▸ **EXERCISE TASK**
Rewrite the records below starting at the line containing "Practice. Point at the shirt collar" and ending at the line containing "<point>299,332</point>", with both of those lines included, substituting "pin" for every "marker" and leaving everything else unchanged.

-- Begin PROVIDED DATA --

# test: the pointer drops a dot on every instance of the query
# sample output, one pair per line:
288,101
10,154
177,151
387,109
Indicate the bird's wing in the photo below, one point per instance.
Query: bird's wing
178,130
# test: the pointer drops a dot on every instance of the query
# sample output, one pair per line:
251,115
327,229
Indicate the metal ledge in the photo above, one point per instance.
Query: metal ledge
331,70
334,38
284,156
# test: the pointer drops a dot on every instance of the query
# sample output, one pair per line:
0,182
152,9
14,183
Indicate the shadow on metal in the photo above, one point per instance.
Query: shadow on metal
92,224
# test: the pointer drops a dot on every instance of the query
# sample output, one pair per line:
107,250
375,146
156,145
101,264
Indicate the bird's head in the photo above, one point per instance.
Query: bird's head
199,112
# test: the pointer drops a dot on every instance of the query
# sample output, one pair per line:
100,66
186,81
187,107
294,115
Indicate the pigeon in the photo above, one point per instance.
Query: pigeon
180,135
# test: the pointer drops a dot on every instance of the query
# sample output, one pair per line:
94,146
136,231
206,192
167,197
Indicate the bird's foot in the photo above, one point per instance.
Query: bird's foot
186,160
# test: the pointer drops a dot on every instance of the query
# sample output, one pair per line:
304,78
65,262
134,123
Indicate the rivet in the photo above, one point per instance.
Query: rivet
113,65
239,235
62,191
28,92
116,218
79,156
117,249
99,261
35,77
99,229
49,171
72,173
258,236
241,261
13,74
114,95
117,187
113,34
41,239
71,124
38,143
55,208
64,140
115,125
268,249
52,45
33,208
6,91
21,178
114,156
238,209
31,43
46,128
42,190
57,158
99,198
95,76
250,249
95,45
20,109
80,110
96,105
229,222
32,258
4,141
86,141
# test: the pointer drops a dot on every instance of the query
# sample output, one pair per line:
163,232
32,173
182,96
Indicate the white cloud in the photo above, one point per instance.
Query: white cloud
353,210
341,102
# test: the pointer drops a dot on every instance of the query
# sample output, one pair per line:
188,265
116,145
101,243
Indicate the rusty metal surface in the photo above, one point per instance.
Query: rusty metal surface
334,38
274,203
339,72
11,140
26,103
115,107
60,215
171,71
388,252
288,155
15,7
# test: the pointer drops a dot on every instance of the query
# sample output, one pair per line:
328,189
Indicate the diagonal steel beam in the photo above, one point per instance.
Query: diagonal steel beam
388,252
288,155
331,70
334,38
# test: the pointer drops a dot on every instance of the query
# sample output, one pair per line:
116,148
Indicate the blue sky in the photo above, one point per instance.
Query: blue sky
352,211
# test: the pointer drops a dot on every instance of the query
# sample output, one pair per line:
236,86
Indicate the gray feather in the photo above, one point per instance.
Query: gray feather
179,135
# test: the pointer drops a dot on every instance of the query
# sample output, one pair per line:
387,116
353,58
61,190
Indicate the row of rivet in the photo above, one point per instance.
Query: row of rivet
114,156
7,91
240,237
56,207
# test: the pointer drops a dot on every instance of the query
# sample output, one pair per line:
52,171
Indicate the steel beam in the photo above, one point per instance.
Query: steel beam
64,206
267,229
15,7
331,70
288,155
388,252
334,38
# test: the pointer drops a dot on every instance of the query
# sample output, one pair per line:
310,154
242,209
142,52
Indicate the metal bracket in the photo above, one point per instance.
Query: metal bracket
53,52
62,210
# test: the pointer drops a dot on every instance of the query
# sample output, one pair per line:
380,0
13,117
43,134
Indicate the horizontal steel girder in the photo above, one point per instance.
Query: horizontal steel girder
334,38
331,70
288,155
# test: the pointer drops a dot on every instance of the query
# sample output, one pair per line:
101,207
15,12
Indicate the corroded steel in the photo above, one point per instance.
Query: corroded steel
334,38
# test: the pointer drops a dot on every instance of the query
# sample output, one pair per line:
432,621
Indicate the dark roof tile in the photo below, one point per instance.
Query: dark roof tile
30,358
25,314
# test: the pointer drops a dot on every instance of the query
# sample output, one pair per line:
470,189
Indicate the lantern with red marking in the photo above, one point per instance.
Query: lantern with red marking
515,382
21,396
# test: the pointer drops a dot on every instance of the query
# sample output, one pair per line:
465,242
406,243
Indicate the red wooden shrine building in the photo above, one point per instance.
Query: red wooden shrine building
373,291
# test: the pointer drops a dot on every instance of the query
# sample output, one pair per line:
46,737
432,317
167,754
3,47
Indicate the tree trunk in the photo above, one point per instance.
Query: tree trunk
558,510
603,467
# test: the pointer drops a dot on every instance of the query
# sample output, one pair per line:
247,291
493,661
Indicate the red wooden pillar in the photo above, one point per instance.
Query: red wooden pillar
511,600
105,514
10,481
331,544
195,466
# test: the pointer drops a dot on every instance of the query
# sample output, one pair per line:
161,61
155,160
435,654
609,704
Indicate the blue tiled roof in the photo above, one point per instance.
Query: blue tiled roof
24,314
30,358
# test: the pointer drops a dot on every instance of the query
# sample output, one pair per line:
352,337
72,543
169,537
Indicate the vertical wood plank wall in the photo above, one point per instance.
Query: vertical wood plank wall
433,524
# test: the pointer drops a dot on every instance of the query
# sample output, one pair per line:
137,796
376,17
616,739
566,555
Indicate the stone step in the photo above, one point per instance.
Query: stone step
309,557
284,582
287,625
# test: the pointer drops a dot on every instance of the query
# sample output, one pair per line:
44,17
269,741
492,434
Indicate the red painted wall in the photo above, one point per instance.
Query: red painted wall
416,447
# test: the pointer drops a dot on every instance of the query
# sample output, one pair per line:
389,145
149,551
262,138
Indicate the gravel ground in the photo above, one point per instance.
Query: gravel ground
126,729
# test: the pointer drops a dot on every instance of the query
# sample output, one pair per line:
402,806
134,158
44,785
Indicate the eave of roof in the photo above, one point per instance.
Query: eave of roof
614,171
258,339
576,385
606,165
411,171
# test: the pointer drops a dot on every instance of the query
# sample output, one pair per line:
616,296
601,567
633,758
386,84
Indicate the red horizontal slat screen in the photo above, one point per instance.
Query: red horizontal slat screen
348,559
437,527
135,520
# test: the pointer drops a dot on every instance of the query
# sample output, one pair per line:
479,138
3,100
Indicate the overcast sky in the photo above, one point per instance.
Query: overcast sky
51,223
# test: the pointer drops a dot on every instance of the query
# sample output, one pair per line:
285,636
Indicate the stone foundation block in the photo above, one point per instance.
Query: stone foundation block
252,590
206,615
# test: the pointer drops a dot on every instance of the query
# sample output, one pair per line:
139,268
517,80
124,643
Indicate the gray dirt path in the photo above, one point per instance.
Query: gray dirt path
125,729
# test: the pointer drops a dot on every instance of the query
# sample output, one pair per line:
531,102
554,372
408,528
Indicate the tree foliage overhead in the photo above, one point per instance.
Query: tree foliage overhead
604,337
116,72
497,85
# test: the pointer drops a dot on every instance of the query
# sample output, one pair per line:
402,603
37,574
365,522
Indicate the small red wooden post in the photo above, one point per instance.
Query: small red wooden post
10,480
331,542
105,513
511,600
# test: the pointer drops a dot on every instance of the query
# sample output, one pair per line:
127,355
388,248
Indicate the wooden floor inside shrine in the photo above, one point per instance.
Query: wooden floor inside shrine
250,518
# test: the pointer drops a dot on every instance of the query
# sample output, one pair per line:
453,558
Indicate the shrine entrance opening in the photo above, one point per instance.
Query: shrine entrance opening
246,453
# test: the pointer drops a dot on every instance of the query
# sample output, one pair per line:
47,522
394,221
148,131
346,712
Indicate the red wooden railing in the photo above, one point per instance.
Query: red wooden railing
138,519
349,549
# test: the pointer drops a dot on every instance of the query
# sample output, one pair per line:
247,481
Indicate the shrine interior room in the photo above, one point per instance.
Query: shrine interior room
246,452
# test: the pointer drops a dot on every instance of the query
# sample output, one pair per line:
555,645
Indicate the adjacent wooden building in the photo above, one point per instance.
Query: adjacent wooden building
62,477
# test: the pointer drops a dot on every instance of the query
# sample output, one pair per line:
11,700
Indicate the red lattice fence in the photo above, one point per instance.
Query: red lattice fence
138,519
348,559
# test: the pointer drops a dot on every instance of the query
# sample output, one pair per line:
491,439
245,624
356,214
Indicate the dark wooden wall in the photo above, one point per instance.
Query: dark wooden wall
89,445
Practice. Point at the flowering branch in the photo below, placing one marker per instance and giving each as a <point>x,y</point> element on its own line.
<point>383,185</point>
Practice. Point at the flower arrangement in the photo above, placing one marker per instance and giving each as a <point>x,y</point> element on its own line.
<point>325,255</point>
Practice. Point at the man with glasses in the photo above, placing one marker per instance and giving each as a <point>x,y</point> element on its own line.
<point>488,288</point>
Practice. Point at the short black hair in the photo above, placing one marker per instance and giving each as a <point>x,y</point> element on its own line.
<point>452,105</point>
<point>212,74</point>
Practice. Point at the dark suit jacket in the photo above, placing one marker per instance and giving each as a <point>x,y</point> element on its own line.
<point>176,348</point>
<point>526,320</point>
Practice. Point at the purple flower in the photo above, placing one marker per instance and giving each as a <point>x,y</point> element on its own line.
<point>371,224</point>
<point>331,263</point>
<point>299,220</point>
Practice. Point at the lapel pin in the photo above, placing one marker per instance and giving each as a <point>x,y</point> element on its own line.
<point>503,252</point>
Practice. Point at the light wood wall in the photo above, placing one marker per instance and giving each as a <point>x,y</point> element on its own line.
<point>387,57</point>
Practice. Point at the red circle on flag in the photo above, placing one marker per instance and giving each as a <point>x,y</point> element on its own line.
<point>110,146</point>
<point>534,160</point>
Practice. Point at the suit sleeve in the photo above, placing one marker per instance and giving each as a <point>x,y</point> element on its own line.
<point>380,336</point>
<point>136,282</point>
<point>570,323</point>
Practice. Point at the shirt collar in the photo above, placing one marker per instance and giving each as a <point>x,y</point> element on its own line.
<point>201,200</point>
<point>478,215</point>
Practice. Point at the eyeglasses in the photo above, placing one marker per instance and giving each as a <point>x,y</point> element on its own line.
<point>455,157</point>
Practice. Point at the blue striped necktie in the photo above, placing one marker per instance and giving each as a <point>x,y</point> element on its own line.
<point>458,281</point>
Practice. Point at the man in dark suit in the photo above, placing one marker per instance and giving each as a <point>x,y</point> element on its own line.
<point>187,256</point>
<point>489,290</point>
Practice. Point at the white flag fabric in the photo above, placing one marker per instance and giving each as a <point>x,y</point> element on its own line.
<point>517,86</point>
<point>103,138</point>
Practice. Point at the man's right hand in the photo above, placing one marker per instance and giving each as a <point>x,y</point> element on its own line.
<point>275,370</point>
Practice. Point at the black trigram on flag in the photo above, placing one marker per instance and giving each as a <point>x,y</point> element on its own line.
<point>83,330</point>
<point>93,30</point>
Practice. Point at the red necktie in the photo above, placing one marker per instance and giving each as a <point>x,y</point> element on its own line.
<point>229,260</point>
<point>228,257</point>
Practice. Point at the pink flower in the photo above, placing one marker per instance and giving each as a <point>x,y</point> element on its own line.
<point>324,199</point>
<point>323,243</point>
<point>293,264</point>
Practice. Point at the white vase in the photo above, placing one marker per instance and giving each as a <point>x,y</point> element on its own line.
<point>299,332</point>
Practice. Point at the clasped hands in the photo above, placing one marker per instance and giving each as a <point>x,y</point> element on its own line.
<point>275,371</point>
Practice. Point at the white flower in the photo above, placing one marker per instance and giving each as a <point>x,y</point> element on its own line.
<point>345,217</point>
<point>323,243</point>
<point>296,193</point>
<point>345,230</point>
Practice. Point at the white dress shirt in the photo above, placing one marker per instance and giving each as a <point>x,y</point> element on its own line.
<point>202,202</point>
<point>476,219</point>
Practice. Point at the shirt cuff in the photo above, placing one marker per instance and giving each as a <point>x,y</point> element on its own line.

-- End PROVIDED DATA --

▸ **FULL SOLUTION**
Practice. Point at the shirt collar in the photo above, placing one pin per instance and giving each as a <point>x,y</point> element on its own line.
<point>201,200</point>
<point>478,215</point>
Practice. Point at the eyeglasses in the photo above, placing one pin per instance and giving each as a <point>x,y</point> element on its own line.
<point>455,157</point>
Practice. Point at the blue striped necktie in the photo above, placing one pin per instance and giving each as a <point>x,y</point> element on its own line.
<point>458,281</point>
Practice. Point at the man in dark suit in the photo above, placing one pin per instance and giving each as a <point>x,y</point> element on its own line.
<point>187,256</point>
<point>489,290</point>
Practice. Point at the white flag fabric in the photo above, placing one pin per instance and giving each as a <point>x,y</point> element on its own line.
<point>517,86</point>
<point>103,138</point>
Practice. Point at the man's right hand in the photo above, placing one pin per instance and giving each as a <point>x,y</point> element on its own line.
<point>275,370</point>
Practice. Point at the black trigram on flag in the photo above, placing one pin per instance and giving each as a <point>x,y</point> element on its own line.
<point>83,330</point>
<point>93,30</point>
Practice. Point at the red necktie in the photo above, placing one pin per instance and giving each as a <point>x,y</point> element on its own line.
<point>229,260</point>
<point>228,257</point>
Practice. Point at the pink flower in the photo above, placing one pin per instance and giving each as a <point>x,y</point> element on its own line.
<point>324,199</point>
<point>323,243</point>
<point>293,264</point>
Practice. Point at the white vase in the photo above, placing one pin per instance and giving each as a <point>x,y</point> element on its own line.
<point>299,332</point>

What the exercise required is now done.